I just went off on a tangent that I didn't expect. This is one of the things I love about writing. Just start: pen to page or fingers to keyboard and if you let the words takeover you will just end up .... where? You don't know; and that's the gorgeousness of it!

As far as what I have come up with for those conference paper proposals, I had the thought this week (and included it in a proposal)  that, for me, writing about the experience of almost dying is a meditation that begins on the surface of my flesh. One place it begins is on the six-inch scar that runs between my breasts that is at once an end and a beginning, a line of demarcation designating a before and after. I start with the scar because it is the jarring echo of unscarred flesh; to notice it means I remember a time when it wasn't there. This meditation also begins on the surface of my heart, which, as I have written about in a previous blog, I have seen resting bare, vulnerable, and exposed to the world in a photograph my surgeon took during my operation. The picture of my heart is a memory though (as all photographs are). It is a heart that is no longer, a moment before any slice has been made. But it is also a memory that doesn't feel like mine; in the picture, my heart is a stranger to me, not least because my surrounding body is invisible. The bare, silent heart, the beating of which has been temporarily stopped, is anonymous, disembodied, stripped of gender, skin color, and identity. And yet, this organ without a body is the one that must live for me to be.

Description of the task.
In the passage about writing on almost dying, list everything the bare, silent heart in the photograph is described as stripped of.

[Stored entries]
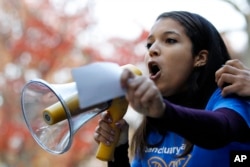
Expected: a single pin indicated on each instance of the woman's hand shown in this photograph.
(143, 95)
(234, 77)
(106, 134)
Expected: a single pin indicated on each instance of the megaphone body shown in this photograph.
(53, 115)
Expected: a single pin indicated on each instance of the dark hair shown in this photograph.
(204, 36)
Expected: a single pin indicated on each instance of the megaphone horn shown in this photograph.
(52, 114)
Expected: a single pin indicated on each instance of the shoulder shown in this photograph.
(233, 102)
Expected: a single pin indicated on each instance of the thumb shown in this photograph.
(125, 77)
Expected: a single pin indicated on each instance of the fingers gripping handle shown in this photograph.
(117, 110)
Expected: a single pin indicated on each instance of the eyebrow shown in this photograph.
(165, 33)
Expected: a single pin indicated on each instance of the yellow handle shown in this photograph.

Result below.
Gender, skin color, and identity.